> _ABOUT THIS TASK_: Each entry below must be repeated word for word.

◆ ◆ ◆ ◆ ◆

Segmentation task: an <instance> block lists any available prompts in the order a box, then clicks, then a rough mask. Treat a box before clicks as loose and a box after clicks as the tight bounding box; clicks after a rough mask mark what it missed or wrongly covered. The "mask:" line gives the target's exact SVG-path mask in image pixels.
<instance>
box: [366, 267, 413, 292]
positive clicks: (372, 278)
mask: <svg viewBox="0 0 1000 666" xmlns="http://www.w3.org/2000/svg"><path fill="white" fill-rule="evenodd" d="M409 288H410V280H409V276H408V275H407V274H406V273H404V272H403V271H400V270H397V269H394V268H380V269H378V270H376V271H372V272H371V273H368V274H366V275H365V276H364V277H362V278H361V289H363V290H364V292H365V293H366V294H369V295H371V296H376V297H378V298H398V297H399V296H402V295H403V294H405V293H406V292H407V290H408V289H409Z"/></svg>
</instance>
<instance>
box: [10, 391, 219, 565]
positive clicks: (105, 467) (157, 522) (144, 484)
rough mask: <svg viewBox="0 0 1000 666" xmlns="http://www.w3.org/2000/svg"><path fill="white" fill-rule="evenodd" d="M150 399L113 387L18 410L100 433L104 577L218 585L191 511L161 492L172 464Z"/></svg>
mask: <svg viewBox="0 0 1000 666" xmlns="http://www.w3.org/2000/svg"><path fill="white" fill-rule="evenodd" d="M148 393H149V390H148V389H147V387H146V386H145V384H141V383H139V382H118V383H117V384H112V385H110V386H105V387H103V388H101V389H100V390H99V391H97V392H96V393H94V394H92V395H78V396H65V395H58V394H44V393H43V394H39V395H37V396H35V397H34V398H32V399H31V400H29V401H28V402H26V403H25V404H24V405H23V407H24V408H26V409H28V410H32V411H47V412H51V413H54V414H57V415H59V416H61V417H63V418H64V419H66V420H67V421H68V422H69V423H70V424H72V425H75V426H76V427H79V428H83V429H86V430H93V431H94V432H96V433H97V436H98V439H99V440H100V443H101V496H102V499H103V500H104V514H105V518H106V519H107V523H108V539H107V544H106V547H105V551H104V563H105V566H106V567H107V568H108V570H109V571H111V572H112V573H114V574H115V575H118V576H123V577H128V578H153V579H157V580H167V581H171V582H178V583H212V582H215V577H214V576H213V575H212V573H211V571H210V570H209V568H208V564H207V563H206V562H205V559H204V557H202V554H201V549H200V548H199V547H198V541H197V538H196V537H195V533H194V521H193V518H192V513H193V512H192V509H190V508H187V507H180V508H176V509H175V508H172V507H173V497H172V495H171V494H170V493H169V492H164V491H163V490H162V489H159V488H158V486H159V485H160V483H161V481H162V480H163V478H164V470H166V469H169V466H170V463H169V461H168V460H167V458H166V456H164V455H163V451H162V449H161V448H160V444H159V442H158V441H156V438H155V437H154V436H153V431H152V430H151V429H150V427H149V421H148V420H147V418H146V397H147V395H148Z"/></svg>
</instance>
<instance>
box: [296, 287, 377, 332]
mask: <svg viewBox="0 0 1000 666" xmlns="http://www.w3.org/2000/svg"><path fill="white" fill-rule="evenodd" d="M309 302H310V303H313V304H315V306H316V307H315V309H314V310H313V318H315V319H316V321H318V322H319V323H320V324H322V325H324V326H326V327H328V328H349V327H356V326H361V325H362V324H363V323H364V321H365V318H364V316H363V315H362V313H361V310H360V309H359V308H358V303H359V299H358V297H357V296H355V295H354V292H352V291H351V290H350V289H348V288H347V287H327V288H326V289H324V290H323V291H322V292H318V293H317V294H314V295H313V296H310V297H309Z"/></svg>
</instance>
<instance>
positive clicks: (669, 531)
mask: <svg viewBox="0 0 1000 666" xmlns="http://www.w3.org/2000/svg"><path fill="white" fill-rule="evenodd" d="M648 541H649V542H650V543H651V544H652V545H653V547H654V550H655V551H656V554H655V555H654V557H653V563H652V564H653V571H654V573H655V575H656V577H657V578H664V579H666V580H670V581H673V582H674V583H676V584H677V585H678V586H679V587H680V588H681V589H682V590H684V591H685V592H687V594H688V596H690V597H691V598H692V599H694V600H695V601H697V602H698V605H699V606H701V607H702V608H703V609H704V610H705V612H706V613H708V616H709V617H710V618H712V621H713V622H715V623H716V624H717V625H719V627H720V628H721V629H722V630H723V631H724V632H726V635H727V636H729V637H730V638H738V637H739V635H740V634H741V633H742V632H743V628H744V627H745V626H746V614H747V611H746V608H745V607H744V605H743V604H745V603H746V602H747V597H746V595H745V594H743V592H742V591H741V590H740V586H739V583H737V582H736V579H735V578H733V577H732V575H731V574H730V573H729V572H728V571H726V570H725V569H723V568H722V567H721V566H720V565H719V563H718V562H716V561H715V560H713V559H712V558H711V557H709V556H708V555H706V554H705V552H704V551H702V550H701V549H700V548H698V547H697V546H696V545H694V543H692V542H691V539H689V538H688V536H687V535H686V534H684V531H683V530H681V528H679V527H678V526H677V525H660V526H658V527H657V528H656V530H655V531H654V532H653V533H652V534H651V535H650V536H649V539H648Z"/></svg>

◆ ◆ ◆ ◆ ◆

> _PROBLEM SOLUTION_:
Segmentation task: an <instance> block lists any available prompts in the order a box, then clicks, then a rough mask. Treat a box before clicks as loose and a box after clicks as the tight bounding box; clicks after a rough mask mark what it missed or wrongly covered. The "mask:" line gives the target's exact SVG-path mask in image pixels.
<instance>
box: [366, 267, 413, 292]
positive clicks: (372, 278)
mask: <svg viewBox="0 0 1000 666" xmlns="http://www.w3.org/2000/svg"><path fill="white" fill-rule="evenodd" d="M409 288H410V280H409V276H408V275H407V274H406V273H404V272H403V271H400V270H397V269H394V268H380V269H378V270H376V271H372V272H371V273H368V274H366V275H365V276H364V277H362V278H361V289H363V290H364V292H365V293H366V294H369V295H371V296H376V297H378V298H398V297H399V296H402V295H403V294H405V293H406V292H407V290H408V289H409Z"/></svg>
</instance>
<instance>
box: [10, 391, 219, 565]
positive clicks: (105, 467) (157, 522) (144, 484)
rough mask: <svg viewBox="0 0 1000 666" xmlns="http://www.w3.org/2000/svg"><path fill="white" fill-rule="evenodd" d="M150 399L113 387L18 410L100 433L104 577L218 585L191 511L161 492L172 464Z"/></svg>
mask: <svg viewBox="0 0 1000 666" xmlns="http://www.w3.org/2000/svg"><path fill="white" fill-rule="evenodd" d="M148 393H149V390H148V389H147V387H146V386H145V384H141V383H139V382H118V383H117V384H112V385H110V386H105V387H103V388H101V389H100V390H99V391H97V392H96V393H94V394H92V395H78V396H65V395H58V394H44V393H43V394H39V395H37V396H35V397H34V398H32V399H31V400H29V401H28V402H26V403H25V404H24V405H23V407H24V408H26V409H28V410H32V411H47V412H51V413H54V414H57V415H59V416H61V417H63V418H64V419H66V420H67V421H68V422H69V423H70V424H72V425H75V426H76V427H79V428H83V429H86V430H93V431H94V432H96V433H97V436H98V439H99V440H100V443H101V496H102V499H103V500H104V514H105V518H106V519H107V523H108V539H107V544H106V547H105V551H104V563H105V566H106V567H107V568H108V570H109V571H111V572H112V573H114V574H115V575H118V576H123V577H128V578H153V579H157V580H167V581H171V582H178V583H212V582H215V577H214V576H213V575H212V573H211V571H210V570H209V568H208V564H207V563H206V562H205V559H204V557H202V554H201V549H200V548H199V547H198V541H197V538H196V537H195V533H194V521H193V518H192V513H193V512H192V509H190V508H187V507H180V508H176V509H175V508H172V507H173V497H172V495H171V494H170V493H169V492H164V491H163V490H162V489H159V488H158V486H159V485H160V483H161V481H162V480H163V478H164V470H166V469H169V466H170V463H169V461H168V460H167V458H166V456H164V455H163V451H162V449H161V448H160V444H159V442H158V441H156V438H155V437H154V436H153V431H152V430H151V429H150V427H149V421H148V420H147V418H146V397H147V395H148Z"/></svg>
</instance>
<instance>
box: [296, 287, 377, 332]
mask: <svg viewBox="0 0 1000 666" xmlns="http://www.w3.org/2000/svg"><path fill="white" fill-rule="evenodd" d="M309 302H310V303H313V304H315V306H316V307H315V309H314V310H313V318H315V319H316V321H318V322H319V323H320V324H322V325H324V326H326V327H328V328H349V327H356V326H361V325H362V324H363V323H364V321H365V318H364V316H363V315H362V313H361V310H360V309H359V308H358V303H359V299H358V297H357V296H355V295H354V292H352V291H351V290H350V289H348V288H347V287H327V288H326V289H324V290H323V291H322V292H318V293H317V294H314V295H313V296H310V297H309Z"/></svg>
</instance>
<instance>
positive clicks: (669, 531)
mask: <svg viewBox="0 0 1000 666" xmlns="http://www.w3.org/2000/svg"><path fill="white" fill-rule="evenodd" d="M648 541H649V542H650V543H651V544H652V545H653V547H654V550H655V551H656V554H655V555H654V557H653V563H652V564H653V571H654V573H655V575H656V577H657V578H664V579H666V580H670V581H673V582H674V583H676V584H677V585H678V586H679V587H680V588H681V589H682V590H684V591H685V592H687V594H688V596H690V597H691V598H692V599H694V600H695V601H697V602H698V605H699V606H701V607H702V608H703V609H704V610H705V612H706V613H708V616H709V617H710V618H712V621H713V622H715V623H716V624H717V625H719V627H720V628H721V629H722V630H723V631H724V632H726V635H727V636H729V637H730V638H738V637H739V635H740V634H741V633H742V632H743V628H744V627H745V626H746V614H747V611H746V608H745V607H744V605H743V604H745V603H746V602H747V597H746V595H745V594H743V592H742V591H741V590H740V586H739V583H737V582H736V579H735V578H733V577H732V575H731V574H730V573H729V572H728V571H726V570H725V569H723V568H722V567H721V566H720V565H719V563H718V562H716V561H715V560H713V559H712V558H711V557H709V556H708V555H706V554H705V552H704V551H702V550H701V549H700V548H698V547H697V546H696V545H694V543H692V542H691V539H689V538H688V536H687V535H686V534H684V531H683V530H681V528H679V527H678V526H677V525H660V526H658V527H657V528H656V530H655V531H654V532H653V533H652V534H651V535H650V536H649V539H648Z"/></svg>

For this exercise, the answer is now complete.